##### INPUT #####

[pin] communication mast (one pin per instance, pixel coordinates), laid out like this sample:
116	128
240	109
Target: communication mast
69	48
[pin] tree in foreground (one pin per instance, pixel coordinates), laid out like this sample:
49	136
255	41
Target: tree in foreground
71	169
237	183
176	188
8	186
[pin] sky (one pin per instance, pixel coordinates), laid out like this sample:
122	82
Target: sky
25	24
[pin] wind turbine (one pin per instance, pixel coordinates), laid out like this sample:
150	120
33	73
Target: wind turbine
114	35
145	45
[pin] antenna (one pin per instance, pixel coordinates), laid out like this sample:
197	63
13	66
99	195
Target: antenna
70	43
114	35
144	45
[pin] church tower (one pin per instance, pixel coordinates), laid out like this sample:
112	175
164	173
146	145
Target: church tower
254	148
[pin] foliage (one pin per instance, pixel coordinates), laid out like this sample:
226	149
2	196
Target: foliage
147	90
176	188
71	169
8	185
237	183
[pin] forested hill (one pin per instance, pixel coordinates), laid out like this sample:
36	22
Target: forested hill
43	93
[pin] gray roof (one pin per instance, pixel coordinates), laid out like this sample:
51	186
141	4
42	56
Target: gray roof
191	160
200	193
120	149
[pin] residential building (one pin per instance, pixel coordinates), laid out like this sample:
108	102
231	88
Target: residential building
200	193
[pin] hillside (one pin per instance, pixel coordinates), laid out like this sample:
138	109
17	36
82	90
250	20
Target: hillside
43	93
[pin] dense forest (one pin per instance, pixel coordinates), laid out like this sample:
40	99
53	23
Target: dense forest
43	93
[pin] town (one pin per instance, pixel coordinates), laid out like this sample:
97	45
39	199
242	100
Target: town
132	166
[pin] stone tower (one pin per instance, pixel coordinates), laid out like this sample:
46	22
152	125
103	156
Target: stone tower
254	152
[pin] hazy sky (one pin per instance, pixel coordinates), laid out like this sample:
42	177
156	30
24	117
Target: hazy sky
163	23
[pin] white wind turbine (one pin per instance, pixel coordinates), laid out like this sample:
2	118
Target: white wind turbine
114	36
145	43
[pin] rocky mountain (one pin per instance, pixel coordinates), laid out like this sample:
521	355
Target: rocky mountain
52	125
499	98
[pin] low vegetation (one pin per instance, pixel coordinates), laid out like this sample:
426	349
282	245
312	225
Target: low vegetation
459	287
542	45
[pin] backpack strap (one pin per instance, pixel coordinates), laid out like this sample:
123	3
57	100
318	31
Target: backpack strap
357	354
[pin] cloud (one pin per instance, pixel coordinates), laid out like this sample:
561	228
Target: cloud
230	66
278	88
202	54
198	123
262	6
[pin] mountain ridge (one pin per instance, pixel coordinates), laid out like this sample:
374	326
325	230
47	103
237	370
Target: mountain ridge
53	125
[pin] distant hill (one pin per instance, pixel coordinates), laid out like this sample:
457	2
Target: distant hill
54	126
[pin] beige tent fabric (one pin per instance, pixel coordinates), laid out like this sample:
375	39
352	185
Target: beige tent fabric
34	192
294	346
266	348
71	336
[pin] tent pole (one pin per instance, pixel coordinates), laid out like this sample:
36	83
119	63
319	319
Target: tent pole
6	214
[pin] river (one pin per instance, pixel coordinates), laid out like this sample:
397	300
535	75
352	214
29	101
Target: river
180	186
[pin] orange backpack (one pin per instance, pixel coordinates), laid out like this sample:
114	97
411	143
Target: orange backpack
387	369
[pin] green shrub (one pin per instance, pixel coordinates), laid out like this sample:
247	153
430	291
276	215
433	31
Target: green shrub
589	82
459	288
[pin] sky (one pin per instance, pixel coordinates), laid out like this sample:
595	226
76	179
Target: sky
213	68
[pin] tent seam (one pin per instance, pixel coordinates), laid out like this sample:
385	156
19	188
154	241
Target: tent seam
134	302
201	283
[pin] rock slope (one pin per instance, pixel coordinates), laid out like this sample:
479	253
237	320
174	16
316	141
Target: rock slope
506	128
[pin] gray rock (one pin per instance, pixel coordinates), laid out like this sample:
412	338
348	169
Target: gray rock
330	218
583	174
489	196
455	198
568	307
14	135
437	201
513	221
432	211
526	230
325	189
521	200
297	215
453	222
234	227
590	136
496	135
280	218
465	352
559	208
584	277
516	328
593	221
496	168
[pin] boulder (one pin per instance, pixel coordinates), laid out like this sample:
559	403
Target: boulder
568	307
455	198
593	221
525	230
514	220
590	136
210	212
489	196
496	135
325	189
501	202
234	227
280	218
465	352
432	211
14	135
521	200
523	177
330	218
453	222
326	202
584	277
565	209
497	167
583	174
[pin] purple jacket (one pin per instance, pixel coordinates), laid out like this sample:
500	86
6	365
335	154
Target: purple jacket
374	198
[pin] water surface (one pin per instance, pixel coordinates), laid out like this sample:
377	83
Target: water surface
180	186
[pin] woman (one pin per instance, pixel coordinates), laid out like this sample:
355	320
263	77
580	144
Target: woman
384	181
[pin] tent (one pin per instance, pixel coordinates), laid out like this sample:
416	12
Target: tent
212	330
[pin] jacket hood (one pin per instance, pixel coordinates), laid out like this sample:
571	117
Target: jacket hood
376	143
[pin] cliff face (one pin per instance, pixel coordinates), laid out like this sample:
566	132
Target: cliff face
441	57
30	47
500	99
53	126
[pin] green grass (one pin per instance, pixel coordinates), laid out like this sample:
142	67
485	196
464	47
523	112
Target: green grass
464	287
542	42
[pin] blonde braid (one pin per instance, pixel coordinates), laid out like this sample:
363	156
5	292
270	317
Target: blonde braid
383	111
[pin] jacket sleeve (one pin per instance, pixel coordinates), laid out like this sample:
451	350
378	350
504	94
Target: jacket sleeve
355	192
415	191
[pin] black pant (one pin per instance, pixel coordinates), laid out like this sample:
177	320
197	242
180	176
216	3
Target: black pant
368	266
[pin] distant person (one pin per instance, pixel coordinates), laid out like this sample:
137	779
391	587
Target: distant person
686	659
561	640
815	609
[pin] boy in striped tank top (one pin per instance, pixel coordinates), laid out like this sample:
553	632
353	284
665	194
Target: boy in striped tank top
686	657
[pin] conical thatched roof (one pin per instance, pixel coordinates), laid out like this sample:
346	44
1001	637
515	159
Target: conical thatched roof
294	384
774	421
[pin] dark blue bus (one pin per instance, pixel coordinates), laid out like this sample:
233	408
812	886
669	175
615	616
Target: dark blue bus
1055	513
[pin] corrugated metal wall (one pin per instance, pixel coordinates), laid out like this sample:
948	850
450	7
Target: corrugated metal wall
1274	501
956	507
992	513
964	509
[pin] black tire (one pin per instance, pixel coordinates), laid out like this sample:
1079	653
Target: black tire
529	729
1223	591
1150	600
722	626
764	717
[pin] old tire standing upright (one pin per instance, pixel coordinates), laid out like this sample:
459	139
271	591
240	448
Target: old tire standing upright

#####

▶ **PROMPT**: Give back, unchanged, every line from the one with "[pin] boy in" to the end of the entries above.

▶ **RESPONSE TO THE TASK**:
[pin] boy in striped tank top (one pin per instance, pixel coordinates), laid out like this sample:
553	632
353	284
665	194
Target: boy in striped tank top
686	657
[pin] conical thatched roof (one pin per instance, pixel coordinates), laid out like this sample:
346	44
1001	637
515	159
Target: conical thatched roof
294	384
774	421
[pin] dark blue bus (one pin per instance, pixel coordinates), laid out like this sample:
233	408
812	886
669	175
615	616
Target: dark blue bus
1055	513
[pin] corrugated metal wall (one pin per instance, pixel coordinates), laid out like this sample:
948	850
450	7
Target: corrugated metal wall
1274	501
956	507
992	513
964	509
[pin] black tire (one pin per instance, pixel coordinates), laid out like this sample:
1079	653
Target: black tire
529	729
1223	591
1150	600
722	626
764	717
[pin] old tire standing upright (one pin per instance, pixel coordinates), laid out like this sample:
459	139
271	591
240	448
Target: old tire standing upright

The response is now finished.